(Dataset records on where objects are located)
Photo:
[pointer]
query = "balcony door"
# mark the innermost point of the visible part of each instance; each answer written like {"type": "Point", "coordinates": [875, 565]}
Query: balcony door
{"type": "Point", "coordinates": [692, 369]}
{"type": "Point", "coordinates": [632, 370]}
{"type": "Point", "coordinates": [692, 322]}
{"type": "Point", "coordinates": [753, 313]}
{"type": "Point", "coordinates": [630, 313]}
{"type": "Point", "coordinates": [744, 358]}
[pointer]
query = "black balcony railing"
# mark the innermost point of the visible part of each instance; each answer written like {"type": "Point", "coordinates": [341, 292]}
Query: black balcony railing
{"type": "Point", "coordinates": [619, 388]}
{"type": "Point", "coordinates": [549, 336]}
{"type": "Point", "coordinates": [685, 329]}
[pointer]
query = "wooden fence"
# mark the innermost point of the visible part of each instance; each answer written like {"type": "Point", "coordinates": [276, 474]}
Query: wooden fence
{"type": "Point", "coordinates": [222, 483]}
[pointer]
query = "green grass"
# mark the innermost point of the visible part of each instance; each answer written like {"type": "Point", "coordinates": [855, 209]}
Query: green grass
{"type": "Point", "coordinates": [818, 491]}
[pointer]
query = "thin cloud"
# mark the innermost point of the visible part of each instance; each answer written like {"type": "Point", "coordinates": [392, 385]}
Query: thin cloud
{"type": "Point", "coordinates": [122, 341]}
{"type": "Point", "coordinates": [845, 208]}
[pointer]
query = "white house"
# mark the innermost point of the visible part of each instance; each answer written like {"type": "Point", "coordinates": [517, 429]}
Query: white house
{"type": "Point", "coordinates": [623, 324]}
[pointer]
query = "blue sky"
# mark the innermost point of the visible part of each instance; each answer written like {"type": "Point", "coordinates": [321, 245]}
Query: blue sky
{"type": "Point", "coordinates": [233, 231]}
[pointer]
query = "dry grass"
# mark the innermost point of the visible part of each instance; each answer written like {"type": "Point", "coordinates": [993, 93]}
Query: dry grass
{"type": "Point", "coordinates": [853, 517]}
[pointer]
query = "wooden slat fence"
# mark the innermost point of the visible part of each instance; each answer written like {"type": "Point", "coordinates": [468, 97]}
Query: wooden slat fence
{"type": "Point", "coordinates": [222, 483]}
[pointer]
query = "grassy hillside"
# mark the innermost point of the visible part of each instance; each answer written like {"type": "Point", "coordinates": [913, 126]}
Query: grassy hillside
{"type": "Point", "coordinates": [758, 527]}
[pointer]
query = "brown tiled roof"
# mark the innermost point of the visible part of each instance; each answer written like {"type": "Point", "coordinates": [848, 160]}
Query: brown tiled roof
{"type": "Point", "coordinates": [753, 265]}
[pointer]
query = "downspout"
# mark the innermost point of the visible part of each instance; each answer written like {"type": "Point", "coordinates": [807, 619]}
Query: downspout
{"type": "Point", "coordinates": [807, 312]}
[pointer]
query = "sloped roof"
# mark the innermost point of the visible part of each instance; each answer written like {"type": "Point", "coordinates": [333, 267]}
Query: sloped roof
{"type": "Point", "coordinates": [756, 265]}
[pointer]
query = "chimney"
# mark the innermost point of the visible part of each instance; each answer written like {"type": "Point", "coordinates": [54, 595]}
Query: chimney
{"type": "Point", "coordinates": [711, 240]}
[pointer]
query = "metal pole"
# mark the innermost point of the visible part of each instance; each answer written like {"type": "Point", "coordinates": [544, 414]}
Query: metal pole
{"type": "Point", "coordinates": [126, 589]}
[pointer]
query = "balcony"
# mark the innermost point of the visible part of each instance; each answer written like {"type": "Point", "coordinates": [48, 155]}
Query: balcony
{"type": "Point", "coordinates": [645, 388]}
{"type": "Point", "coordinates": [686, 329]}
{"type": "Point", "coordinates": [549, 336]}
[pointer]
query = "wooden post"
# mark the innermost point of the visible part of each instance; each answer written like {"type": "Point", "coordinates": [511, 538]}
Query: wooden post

(WHAT YOU ARE ASKED TO DO)
Collect every line above that contains the word "brown" and copy each one in full. Match the word with case taken into account.

(FULL ANSWER)
query = "brown tiled roof"
Query: brown tiled roof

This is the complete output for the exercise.